* Text excerpt

This study provides evidence that patient populations positive by these different EGFR diagnostics only partly overlap. Most importantly, patients who do not overexpress EGFR protein, therefore presenting negative EGFR immunohistochemical reaction, can carry activating mutations and have excellent response to EGFR TKI therapy, including erlotinib.
Although no conclusion can be reached about the negative predictive value of the absence of activating mutations due to lack of clinical information of all patients, the 100% (14/14) response rate to erlotinib in patients carrying activating mutations is remarkably higher than reported in the study published by Tsao et al. Tsao et al found a higher, but only two of eight (25%), response rate in patients with EGFR (classical mutations) mutants, in comparison to the 9% response rate in the whole population.24
In the BR21 trial, only EGFR IHC-positive patients gained a significant survival benefit from erlotinib treatment, although the P value for interaction was not significant (0.25), indicating that the diminished therapeutic effect of erlotinib in EGFR IHC-negative patients could be attributed to the smaller population size. The gene copy number analysis by FISH proved to be a better marker to exclude patients who do not benefit from erlotinib but not significantly (P = 0.1). Based on this study, erlotinib was registered by the Food and Drug Administration for the second- and third-line treatment of NSCLC independently from any biomarker analysis. However, the registration by the European Medicines Agency in the European Union included an important remark: “The survival benefit of erlotinib is not proven in EGFR negative patients.”

* Work order A
Answer these questions from the excerpt on EGFR testing and erlotinib:
(i) What response rate to erlotinib did patients carrying activating mutations show in this study?
(ii) What was the P value for interaction in the BR21 trial?
(iii) For which lines of NSCLC treatment did the Food and Drug Administration register erlotinib?
* Work order B
Reproduce word for word the portion of the excerpt on EGFR testing and erlotinib starting with "This study provides" and going on through "therapy, including erlotinib.".
The listing is not needed for any of this work.

[Records contained in a dataset]
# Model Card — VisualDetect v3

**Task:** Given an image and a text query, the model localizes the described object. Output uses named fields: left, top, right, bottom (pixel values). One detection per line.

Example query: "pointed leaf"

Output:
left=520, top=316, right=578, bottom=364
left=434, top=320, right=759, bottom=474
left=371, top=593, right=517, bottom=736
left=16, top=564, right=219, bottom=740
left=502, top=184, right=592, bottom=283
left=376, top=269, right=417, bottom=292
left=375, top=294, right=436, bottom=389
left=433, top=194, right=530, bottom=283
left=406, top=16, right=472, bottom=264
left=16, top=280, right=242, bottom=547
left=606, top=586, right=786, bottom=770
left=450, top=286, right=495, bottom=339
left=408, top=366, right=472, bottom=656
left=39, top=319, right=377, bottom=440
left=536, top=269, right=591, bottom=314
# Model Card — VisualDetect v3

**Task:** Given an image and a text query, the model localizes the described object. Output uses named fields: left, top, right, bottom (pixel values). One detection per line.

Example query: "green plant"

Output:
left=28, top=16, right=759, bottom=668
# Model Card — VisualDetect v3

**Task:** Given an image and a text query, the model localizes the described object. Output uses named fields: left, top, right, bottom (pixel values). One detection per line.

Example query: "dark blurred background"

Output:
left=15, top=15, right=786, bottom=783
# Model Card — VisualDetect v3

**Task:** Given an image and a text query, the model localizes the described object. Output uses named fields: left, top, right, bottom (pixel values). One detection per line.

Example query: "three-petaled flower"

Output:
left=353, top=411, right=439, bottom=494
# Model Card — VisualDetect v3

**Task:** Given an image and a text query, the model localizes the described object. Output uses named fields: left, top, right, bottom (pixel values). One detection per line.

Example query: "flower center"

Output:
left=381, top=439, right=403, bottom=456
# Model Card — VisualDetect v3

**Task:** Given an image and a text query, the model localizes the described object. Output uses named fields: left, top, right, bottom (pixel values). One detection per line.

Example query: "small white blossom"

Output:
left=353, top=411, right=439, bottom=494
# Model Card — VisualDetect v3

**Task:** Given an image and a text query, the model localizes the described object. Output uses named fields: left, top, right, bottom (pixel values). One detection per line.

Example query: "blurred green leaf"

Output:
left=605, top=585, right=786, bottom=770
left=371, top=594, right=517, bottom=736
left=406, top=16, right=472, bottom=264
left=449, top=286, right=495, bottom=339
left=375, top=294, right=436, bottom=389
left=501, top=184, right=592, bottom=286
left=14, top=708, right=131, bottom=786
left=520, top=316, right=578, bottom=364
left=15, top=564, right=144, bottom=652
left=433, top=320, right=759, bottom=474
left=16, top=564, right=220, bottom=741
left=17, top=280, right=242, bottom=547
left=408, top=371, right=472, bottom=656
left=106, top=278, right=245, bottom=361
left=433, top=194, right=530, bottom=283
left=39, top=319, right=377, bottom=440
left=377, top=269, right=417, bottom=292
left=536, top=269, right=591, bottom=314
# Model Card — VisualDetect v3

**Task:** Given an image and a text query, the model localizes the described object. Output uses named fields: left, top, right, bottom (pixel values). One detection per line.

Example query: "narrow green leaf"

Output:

* Answer box A
(i) 100% (14/14)
(ii) 0.25
(iii) Second- and third-line treatment

* Answer box B
This study provides evidence that patient populations positive by these different EGFR diagnostics only partly overlap. Most importantly, patients who do not overexpress EGFR protein, therefore presenting negative EGFR immunohistochemical reaction, can carry activating mutations and have excellent response to EGFR TKI therapy, including erlotinib.